Annotation data for object locations:
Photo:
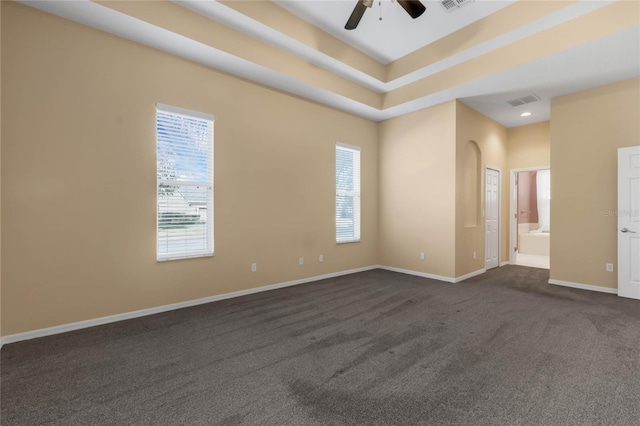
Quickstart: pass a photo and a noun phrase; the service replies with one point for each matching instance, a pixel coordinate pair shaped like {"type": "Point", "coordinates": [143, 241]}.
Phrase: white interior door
{"type": "Point", "coordinates": [629, 222]}
{"type": "Point", "coordinates": [492, 219]}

◆ **WHAT THE EXERCISE ASKS**: Reproduce the material above word for word, omitting the pictures.

◆ **REPLY**:
Photo:
Quickstart: pass a photo and a noun phrase; the service replies with one point for each matching instance, a pixel coordinate pair shaped like {"type": "Point", "coordinates": [143, 241]}.
Phrase: white interior door
{"type": "Point", "coordinates": [629, 222]}
{"type": "Point", "coordinates": [492, 219]}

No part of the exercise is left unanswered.